◆ **ACTIVITY**:
Using the text about George's Catalio fund below, decide whether each statement agrees with it: (a) the fund was designed so that scientists own 25% of its general partnership; (b) Thrive Earlier Detection was sold to Eli Lilly; (c) George goes to Tel Aviv every year. Answer each with yes or no and quote the deciding words of the text.

And he began with a traditional builder’s task. “I started surveying – the campus.” His intuition told him what to look for: “a combination of people – the older, successful people and the up and comers, because you need both – and I saw this was a gold mine – an untapped goldmine because not many people would come down to Baltimore and spend time in the corridors of John’s Hopkins looking for new investment opportunities. Then I started reaching out to different labs all over Hopkins.”

He told them he could be the ‘permanent capital’ that would take their innovations from laboratory benches to commercial applications.  

“Today I do this all over the United States – Harvard, Stanford, MIT, Rockefeller University.” George has offices and residences in Baltimore and New York.

“While doing this I came up with an interesting concept: To create the first private equity fund where 25% of the general partnership is owned by those scientists. I spoke to, initially, the top 120 individuals at Johns Hopkins, the top 30 around the country – Nobel Prize winners, highly cited scientists, which is how academia judges success – who also started two or three successful companies. That is very rare.”

“My idea is: if we focus on that small group of academics who also know how to translate basic research into commercial applications, again and again, that way, we are tapping those individuals who can do both really successfully and we want to invest in their 3rd, 4th, and 5th companies. So, to be their partner I go up and say to them “you will own a piece of my fund from Day 1… and in exchange, when you have a new idea or a new company that you are starting, I want a contractual right to participate.” 

There now 30 Nobel prize winners who own a piece of Catalio.

And George added another dimension to his creation. “I tell them ‘when I see anything from another source [that pertains] to your field … I want you to join me in my internal meetings with the PhDs about the technology” they are working on. 

Among his successes is Thrive Earlier Detection – a liquid biopsy company based on early cancer detection tests created by renowned cancer geneticist Dr. Bert Vogelstein, the father of his Catalio co-founder. “We sold the company to Exact Sciences for $2.2 billion last year.” 

Asked to talk about one more he said: “I will tell you about two. I like them both. Compass Pathways, a London-based company that went public in 2020. They use magic mushrooms and other psychedelics to treat depression – it’s in Phase 3 trials now. We were early investors – it’s a 5x return for me. The third is a famous company that I backed before it was famous – AbCelera, which is working with Eli Lilly on COVID monoclonal antibody treatments.”

George learned about The Hellenic Initiative from Anthony Liveris and John Catsimatides Jr., strong supporters of THI’s New Leaders. “It’s great to bring the Community’s Best and Brightest together. Every year John and I buy a Gala table. We bring our friends – Greeks and non-Greeks – and we love what we do.”

He wants to see New Leaders in the Diaspora connect with the young entrepreneurs in Greece. “We should do an event when things open up again.” 

And George has thought about how to make Greece a high tech power given that individual Greeks are high tech superstars. “I think the Mitsotakis’ administration is helping to do that. I have been following the work of the relevant minister, Christos Demas, and the entrepreneurship hub that he is starting to build – it could become the Greek Silicon Valley.”

The hub is one key element – a dedicated location. Tax reforms – “Mitsotakis is on that” – is the second. The third piece is investment from funds. “The scene is growing in Greece,” he said, “but the key is getting American funds to join us with a sleeve for investing in Greece – and I am prepared to do that. Right now we mange $500 million. We can have a sleeve, with the help of the government and other investors, dedicate some of the capital to companies in Greece.” 

And Greece-Israel-Cyprus can be a powerful high tech hub. “I go to Tel Aviv annually. Most investors in my fund are Jewish, and we have talked about it: “Let’s combine Athens and Tel Aviv – they are close enough, with similar people.”

◆ **RECORD EXTRACTS**:
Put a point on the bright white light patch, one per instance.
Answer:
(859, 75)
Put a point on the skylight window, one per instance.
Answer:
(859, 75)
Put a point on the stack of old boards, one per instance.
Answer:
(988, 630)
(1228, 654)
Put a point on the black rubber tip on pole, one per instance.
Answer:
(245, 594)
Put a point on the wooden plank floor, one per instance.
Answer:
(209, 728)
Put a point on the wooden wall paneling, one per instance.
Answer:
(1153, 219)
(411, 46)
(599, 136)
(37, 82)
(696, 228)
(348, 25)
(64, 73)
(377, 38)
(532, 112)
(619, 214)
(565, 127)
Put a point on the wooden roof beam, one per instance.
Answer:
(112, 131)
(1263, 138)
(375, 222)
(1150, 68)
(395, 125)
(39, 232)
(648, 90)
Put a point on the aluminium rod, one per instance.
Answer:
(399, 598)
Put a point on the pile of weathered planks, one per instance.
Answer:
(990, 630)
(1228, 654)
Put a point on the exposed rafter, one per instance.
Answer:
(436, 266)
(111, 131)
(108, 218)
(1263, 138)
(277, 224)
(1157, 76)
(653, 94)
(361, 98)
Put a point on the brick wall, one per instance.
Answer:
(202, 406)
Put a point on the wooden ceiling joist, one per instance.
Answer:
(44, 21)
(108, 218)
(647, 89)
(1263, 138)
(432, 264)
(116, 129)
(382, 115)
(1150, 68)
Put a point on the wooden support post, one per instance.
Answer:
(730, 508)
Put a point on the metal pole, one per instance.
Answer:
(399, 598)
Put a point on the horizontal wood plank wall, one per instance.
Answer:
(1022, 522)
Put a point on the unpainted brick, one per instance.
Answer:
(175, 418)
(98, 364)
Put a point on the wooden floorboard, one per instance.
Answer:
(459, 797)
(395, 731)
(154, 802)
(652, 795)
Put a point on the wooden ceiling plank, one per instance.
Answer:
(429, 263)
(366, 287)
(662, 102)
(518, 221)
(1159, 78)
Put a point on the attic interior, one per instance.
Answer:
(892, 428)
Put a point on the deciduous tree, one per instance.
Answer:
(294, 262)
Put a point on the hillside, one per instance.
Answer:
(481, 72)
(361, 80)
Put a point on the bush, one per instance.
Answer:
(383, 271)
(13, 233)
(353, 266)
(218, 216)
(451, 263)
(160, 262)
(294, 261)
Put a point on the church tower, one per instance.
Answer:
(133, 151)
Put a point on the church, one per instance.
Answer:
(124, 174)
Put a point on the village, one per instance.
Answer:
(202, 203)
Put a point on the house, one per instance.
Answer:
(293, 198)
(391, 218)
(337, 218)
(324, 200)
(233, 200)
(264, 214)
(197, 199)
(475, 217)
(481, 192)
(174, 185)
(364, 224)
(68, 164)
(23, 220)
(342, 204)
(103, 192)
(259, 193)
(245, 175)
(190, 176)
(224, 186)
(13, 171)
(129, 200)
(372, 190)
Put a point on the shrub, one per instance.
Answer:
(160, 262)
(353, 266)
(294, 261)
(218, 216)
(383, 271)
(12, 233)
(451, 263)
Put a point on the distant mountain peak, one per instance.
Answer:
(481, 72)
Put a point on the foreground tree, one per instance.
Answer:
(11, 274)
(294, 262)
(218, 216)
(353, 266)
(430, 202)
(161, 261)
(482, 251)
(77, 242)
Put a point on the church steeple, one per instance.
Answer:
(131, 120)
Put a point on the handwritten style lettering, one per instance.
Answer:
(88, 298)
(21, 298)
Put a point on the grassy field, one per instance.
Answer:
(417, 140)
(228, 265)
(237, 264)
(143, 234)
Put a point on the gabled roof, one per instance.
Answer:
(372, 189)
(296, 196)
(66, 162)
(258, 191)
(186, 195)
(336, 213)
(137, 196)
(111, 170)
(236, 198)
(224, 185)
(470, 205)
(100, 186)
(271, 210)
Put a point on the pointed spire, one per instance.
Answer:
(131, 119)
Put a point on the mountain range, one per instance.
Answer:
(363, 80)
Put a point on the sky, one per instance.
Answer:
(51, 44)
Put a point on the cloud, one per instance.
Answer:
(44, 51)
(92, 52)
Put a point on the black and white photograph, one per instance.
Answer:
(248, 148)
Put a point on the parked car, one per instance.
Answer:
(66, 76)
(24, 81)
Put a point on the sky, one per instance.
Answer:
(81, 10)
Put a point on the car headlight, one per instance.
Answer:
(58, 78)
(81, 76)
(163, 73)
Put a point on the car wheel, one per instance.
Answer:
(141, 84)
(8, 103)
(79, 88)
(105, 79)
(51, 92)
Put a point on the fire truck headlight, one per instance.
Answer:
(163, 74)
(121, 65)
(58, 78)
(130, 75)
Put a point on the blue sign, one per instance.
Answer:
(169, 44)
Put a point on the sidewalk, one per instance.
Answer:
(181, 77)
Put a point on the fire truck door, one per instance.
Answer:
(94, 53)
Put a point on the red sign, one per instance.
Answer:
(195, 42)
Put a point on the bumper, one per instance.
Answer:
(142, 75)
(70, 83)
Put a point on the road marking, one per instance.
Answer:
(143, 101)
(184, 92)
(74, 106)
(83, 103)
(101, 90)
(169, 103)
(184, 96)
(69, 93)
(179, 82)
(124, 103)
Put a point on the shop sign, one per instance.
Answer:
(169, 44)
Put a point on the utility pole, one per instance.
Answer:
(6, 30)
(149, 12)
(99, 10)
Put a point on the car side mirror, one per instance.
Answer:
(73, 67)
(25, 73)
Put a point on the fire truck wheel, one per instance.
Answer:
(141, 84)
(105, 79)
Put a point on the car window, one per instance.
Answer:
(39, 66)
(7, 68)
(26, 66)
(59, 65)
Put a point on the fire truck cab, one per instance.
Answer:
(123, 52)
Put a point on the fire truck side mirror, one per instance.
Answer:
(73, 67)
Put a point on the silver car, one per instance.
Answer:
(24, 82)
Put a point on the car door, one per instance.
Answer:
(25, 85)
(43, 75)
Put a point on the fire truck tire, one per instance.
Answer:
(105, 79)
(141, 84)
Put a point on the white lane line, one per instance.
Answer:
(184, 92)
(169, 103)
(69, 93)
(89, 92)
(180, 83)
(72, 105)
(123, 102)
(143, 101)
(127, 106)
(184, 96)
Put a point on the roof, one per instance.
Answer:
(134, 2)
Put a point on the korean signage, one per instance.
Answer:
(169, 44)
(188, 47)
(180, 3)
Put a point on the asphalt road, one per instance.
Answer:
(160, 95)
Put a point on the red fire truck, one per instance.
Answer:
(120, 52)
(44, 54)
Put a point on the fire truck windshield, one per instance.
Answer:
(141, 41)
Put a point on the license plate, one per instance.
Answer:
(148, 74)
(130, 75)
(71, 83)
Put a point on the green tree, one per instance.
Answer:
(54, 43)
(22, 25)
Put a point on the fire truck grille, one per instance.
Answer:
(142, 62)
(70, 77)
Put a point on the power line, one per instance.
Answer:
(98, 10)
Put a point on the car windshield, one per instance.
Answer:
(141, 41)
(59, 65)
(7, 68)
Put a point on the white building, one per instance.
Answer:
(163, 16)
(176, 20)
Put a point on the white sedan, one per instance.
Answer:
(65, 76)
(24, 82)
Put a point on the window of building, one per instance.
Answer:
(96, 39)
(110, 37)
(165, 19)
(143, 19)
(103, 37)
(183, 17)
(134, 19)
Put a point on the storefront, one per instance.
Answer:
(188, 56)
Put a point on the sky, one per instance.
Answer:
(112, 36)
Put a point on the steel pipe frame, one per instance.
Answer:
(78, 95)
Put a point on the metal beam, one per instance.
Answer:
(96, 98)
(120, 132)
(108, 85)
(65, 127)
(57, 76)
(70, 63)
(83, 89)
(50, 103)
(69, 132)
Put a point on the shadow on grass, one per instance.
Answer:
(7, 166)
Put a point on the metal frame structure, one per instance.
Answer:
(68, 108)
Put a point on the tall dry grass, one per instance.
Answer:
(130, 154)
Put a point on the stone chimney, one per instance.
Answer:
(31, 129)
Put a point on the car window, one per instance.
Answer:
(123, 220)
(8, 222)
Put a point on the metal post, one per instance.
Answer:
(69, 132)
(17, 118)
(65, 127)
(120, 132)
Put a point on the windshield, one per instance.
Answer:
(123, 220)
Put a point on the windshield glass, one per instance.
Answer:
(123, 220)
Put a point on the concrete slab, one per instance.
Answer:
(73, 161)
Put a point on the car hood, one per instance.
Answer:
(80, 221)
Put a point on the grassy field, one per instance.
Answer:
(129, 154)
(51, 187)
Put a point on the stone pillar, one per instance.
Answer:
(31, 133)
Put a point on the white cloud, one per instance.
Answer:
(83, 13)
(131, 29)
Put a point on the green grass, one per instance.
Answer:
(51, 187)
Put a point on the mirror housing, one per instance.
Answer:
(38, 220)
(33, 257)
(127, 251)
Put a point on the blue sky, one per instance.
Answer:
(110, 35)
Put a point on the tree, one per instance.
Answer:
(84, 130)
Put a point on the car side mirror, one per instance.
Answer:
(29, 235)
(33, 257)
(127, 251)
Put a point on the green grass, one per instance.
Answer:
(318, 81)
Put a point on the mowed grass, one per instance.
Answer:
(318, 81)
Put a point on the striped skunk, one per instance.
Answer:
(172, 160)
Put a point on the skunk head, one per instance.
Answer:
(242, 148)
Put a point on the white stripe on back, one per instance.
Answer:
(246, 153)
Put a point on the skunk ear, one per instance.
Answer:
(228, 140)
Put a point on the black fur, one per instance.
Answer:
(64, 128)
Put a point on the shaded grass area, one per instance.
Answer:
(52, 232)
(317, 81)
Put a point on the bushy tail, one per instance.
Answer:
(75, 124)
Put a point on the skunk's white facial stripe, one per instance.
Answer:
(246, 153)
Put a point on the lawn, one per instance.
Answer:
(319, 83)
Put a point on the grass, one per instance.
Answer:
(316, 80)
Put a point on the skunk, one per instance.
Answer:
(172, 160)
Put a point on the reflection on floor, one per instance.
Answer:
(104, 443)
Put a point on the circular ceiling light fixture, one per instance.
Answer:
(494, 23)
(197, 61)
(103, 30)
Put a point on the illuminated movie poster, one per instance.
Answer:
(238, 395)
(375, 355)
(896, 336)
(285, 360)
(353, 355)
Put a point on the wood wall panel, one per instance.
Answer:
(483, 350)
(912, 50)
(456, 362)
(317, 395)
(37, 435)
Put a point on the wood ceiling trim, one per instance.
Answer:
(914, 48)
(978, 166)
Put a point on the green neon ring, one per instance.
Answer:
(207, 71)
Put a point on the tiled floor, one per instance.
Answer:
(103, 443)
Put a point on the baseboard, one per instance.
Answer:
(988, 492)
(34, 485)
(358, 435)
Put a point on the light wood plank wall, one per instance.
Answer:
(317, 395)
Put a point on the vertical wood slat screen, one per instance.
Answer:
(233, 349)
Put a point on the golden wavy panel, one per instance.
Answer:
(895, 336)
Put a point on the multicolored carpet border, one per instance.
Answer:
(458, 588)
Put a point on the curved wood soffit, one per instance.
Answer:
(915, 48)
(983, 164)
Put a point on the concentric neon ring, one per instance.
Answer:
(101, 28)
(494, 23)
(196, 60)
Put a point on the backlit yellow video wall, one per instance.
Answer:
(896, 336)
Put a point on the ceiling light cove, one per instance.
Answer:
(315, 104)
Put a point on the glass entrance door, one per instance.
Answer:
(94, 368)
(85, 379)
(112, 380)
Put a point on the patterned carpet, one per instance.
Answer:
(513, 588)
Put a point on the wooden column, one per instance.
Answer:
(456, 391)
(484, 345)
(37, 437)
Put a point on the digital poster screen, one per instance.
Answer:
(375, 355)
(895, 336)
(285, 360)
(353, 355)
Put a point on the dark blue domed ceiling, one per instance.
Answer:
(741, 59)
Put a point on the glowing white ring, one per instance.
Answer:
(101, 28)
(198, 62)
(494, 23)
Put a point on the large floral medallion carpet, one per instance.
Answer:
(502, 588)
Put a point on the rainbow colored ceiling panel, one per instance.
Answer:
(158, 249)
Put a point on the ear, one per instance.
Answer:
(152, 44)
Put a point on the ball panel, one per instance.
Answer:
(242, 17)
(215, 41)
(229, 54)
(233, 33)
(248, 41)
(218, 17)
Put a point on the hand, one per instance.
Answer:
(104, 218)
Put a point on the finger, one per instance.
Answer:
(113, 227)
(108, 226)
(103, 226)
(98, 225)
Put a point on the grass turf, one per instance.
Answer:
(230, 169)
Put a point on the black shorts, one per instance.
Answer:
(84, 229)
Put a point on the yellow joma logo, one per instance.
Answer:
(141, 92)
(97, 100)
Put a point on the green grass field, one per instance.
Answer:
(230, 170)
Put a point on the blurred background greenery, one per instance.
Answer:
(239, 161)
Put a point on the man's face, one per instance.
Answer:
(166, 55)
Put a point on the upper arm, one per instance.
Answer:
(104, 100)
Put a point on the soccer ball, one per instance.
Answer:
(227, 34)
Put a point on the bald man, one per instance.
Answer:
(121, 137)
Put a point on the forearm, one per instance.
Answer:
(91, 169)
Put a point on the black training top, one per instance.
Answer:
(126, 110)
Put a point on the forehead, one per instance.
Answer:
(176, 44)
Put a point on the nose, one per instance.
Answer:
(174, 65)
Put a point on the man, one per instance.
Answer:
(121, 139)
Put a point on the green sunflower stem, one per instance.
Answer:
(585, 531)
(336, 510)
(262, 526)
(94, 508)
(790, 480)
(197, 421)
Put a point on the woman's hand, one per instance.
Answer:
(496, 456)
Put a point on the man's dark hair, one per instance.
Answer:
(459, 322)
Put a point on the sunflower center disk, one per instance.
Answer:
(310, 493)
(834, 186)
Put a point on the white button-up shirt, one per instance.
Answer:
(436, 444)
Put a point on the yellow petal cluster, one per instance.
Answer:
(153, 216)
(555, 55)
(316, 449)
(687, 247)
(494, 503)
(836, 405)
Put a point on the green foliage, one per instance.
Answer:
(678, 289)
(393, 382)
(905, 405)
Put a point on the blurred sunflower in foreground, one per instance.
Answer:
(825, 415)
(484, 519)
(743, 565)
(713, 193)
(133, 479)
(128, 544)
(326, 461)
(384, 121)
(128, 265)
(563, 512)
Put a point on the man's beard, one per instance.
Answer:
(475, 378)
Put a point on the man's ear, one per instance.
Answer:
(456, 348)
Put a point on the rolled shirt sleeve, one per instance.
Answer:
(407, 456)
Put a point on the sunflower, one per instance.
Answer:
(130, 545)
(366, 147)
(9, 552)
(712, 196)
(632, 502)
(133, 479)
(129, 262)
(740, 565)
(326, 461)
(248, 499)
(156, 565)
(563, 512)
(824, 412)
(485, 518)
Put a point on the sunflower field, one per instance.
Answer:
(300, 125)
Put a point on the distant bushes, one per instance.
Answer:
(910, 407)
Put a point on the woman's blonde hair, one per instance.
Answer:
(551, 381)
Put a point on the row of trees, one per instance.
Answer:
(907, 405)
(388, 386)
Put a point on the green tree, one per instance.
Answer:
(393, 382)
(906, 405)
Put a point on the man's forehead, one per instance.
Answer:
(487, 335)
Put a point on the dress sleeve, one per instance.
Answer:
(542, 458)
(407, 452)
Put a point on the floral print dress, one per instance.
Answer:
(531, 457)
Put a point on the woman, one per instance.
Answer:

◆ **TASK RESPONSE**:
(a) Yes: "To create the first private equity fund where 25% of the general partnership is owned by those scientists."
(b) No: "We sold the company to Exact Sciences for $2.2 billion last year."
(c) Yes: "I go to Tel Aviv annually."